PROVIDED TEXT »
◆ ◆ ◆

A discovery prospect’s social media engagement, digital event attendance, micro-volunteering, or mentorship participation all indicate pre-existing interest that gift officers can tap when choosing who to email for a Zoom call.
Giving can also be a powerful indicator. At Brandeis University, the development team looked to recent giving history to prioritize prospects for outreach. They began regularly pulling lists of new $1,000+ donors and putting them at the front of the line for gift officer outreach, stewardship, and possible referral to major gifts.
An important point to keep in mind: when looking for warm discovery prospects, timing matters. Warmth fades. Identifying a list of 100 digital event attendees from five months ago may not yield many returns since the enthusiasm from their experience will have long since dissipated.
Development leaders will be well-served by building recurring processes for pulling recent engagement and giving data. They should also build qualification follow-up plans before launching marquee digital events so that gift officers can move quickly in the aftermath.
Strategy #2: Equip gift officers with the tools they need to move cultivation forward
Spring’s campus closures stripped gift officers of some of the most powerful tools in their cultivation toolboxes. No longer could they bring donors to campus for a tour, or dinner with a dean, or coffee with a student.

◆ ◆ ◆

EXTRACTED MATERIAL »
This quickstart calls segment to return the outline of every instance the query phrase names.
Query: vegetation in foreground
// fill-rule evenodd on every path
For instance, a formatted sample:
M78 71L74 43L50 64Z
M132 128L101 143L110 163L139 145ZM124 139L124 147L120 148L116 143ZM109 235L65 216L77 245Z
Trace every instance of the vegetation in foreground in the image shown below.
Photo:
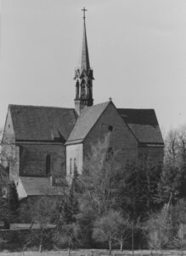
M168 134L163 166L155 166L146 155L138 165L127 163L123 167L118 155L110 147L108 134L93 146L82 175L74 166L71 185L55 200L46 195L19 205L11 185L10 204L0 196L0 218L8 216L8 222L25 222L30 228L1 231L1 249L9 245L8 249L20 251L33 247L39 252L68 248L69 254L72 248L80 247L108 248L110 253L116 248L183 252L186 247L186 129ZM0 185L4 186L3 176ZM37 229L33 229L36 224Z

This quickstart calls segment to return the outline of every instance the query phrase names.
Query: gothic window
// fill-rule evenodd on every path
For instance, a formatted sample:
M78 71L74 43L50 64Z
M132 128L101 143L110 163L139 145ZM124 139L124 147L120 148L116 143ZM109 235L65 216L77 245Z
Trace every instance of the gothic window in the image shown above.
M50 176L51 172L51 157L50 154L46 156L46 176Z
M70 158L70 175L71 175L71 173L72 173L72 159Z
M112 125L109 125L108 129L109 129L110 131L112 131L113 126Z
M74 159L74 173L77 172L76 159Z
M2 189L2 197L3 198L7 198L8 197L8 190L6 188Z

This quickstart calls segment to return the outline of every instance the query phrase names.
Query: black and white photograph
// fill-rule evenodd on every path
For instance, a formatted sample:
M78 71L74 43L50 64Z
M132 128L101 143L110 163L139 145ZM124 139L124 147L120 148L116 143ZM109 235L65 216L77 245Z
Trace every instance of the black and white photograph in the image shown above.
M186 1L0 0L0 256L186 256Z

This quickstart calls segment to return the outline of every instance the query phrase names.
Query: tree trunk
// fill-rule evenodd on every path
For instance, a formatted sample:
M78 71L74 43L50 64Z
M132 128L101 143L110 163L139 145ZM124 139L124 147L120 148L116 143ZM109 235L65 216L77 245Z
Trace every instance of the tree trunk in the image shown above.
M42 253L42 243L39 244L39 253Z
M110 246L110 255L111 251L112 251L112 242L111 242L111 241L109 241L109 246Z
M71 247L70 247L70 246L69 246L69 249L68 249L68 256L70 255L70 251L71 251Z
M120 242L120 251L122 252L122 250L123 250L123 242L122 242L122 241L121 241L121 242Z

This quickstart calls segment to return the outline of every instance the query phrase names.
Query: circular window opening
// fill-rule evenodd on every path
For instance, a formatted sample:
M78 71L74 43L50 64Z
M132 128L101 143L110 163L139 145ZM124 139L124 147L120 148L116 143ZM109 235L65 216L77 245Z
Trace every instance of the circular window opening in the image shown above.
M113 130L113 126L112 125L109 125L109 131L112 131L112 130Z

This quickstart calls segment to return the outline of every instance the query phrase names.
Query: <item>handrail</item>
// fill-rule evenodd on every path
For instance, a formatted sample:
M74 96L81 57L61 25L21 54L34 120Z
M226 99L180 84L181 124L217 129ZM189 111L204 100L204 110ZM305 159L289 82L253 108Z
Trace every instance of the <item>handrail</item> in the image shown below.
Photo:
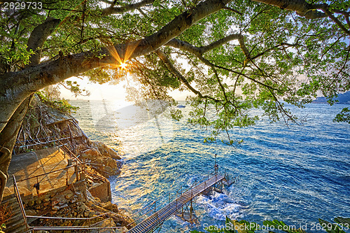
M27 216L25 214L24 207L23 206L23 204L22 202L22 198L21 198L21 195L20 194L20 190L18 190L18 186L17 186L17 182L16 182L16 178L15 177L15 175L12 175L12 177L13 178L13 189L14 189L15 195L16 196L16 199L17 199L17 201L18 202L18 204L20 205L20 209L21 211L22 217L23 217L23 220L24 221L26 229L27 230L29 227L29 225L28 225L28 223L27 221Z
M177 195L178 194L178 191L180 190L182 190L183 187L180 187L179 188L178 188L177 190L176 190L175 191L169 191L168 192L167 192L165 195L164 195L163 196L159 197L158 199L157 199L156 200L152 202L150 204L146 205L145 207L141 209L140 210L139 210L137 212L136 212L135 213L133 213L131 215L131 216L136 216L136 214L145 211L145 210L148 210L150 208L151 208L155 203L156 202L158 202L158 200L160 199L162 199L164 197L168 197L168 195L169 195L170 197L170 195L172 194L174 194L175 195L175 193L176 194L176 197L175 199L173 199L173 201L175 201L175 200L178 200L178 198L180 198L181 195L183 194L183 193L186 193L186 192L188 192L188 190L192 189L192 188L195 188L196 187L197 187L200 183L201 181L205 180L206 178L206 176L204 176L203 177L201 180L200 180L199 181L195 181L194 183L192 184L191 186L188 187L187 189L184 190L181 190L181 195L180 196L177 196ZM164 205L164 203L167 202L168 202L168 199L167 198L167 199L164 199L164 200L163 200L162 202L158 203L158 209L161 209L161 207ZM169 199L169 202L170 202L170 198ZM136 223L138 220L139 220L140 219L143 218L144 216L147 216L147 215L151 212L153 211L153 209L151 209L150 211L147 211L146 213L144 213L142 216L141 216L140 217L139 217L138 218L134 220L132 223L129 223L127 226L130 226L130 225L133 224L133 223Z
M19 181L18 181L18 182L22 182L22 181L30 180L30 179L34 178L40 177L40 176L46 176L46 175L48 175L48 174L52 174L52 173L54 173L54 172L57 172L57 171L62 171L62 170L68 170L69 169L74 167L76 166L76 165L67 166L67 167L66 167L64 168L62 168L62 169L59 169L55 170L55 171L49 171L49 172L43 173L42 174L39 174L39 175L34 176L31 176L31 177L28 177L28 178L24 178L24 179L22 179L22 180L19 180Z
M43 141L43 142L41 142L41 143L35 143L35 144L22 145L22 146L18 146L18 148L20 148L26 147L26 146L37 146L37 145L48 144L48 143L50 143L55 142L55 141L60 141L61 140L64 140L64 139L69 139L69 138L62 138L62 139L59 139L47 141Z
M38 141L38 140L41 140L41 139L47 139L53 138L53 137L55 137L55 136L47 136L47 137L45 137L45 138L41 138L41 139L30 139L30 140L24 140L24 141L16 141L16 142L15 143L23 143L23 142L27 142L27 141Z
M24 232L24 233L33 232L36 230L52 230L52 231L64 231L64 230L118 230L122 229L124 230L125 227L81 227L79 226L71 226L71 227L29 227L30 229Z

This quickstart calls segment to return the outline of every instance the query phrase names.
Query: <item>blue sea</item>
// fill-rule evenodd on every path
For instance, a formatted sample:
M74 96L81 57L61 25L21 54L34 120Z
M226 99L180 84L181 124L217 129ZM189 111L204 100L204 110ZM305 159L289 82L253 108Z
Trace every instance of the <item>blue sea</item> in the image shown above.
M350 125L332 120L349 106L290 107L305 121L288 126L271 123L253 110L260 120L232 129L232 139L242 140L232 146L220 140L204 143L209 132L187 124L189 106L178 108L184 118L174 121L167 111L150 115L130 103L71 102L80 107L75 117L91 139L124 151L120 175L109 180L113 202L128 213L164 195L169 199L169 192L207 176L215 154L220 171L239 178L223 193L196 199L197 224L172 216L161 232L204 231L207 225L224 225L225 216L260 225L283 220L307 232L322 232L318 218L350 218Z

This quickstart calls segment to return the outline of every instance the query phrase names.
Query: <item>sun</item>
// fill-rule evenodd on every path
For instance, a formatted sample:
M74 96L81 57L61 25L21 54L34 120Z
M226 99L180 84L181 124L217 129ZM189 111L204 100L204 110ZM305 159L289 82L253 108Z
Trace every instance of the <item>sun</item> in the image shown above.
M119 67L120 67L121 69L127 69L127 63L121 62L120 64L119 65Z

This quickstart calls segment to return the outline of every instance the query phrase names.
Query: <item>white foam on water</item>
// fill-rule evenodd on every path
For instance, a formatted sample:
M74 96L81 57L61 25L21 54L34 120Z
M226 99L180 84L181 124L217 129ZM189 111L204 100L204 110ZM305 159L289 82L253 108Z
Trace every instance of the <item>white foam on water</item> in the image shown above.
M213 218L225 220L227 216L231 219L236 219L241 206L236 203L227 202L229 200L229 197L225 194L214 192L211 196L200 195L197 203L202 206Z

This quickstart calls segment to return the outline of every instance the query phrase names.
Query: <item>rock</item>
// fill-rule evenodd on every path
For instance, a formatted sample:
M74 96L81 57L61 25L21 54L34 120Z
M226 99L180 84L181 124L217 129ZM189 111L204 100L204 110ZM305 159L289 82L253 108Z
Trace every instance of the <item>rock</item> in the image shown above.
M106 203L104 203L102 205L102 207L104 209L108 209L108 211L113 211L113 212L118 212L118 206L115 204L111 203L111 202L108 202Z
M36 216L36 211L34 211L34 209L26 209L25 214L27 216Z
M104 157L110 157L114 160L121 160L120 156L116 152L106 146L104 143L100 141L94 141L92 142L92 146L97 148L101 155Z
M90 214L90 211L84 211L83 216L84 216L84 217L88 218L88 217L89 217L89 214Z
M83 160L95 160L97 158L101 157L101 153L95 148L90 148L85 150L80 154L80 157Z
M28 206L33 206L34 205L34 201L33 200L30 200L28 202L28 204L27 204Z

◆ ◆ ◆

WORK INSTRUCTION A » In the fundraising passage, what lists did the Brandeis University development team begin pulling regularly?
WORK INSTRUCTION B » Pick up the fundraising passage after its last sentence and continue it.

ANSWER A » Lists of new donors giving $1,000 or more.

ANSWER B »
Absent these cultivation crutches, many gift officers struggled to plot a path forward toward a proposal.
Now, advancement leaders are re-examining how they can equip gift officers with effective cultivation tools and enfranchise them to make moves rather than just light touches and check-ins.
Concordia University in Quebec has prioritized having prospects engage with students through, for example, delivering guest lectures via Zoom in classes.
Utah State University sent prospects “nudge” gifts, such as forget-me-nots from a local florist, that give gift officers a reason to get back on the phone and discuss next steps.
And Gonzaga University has focused on value-additive programming that meets prospects’ unique needs during the pandemic, such as virtual mass, career-focused webinars, and kids’ science projects and coloring pages.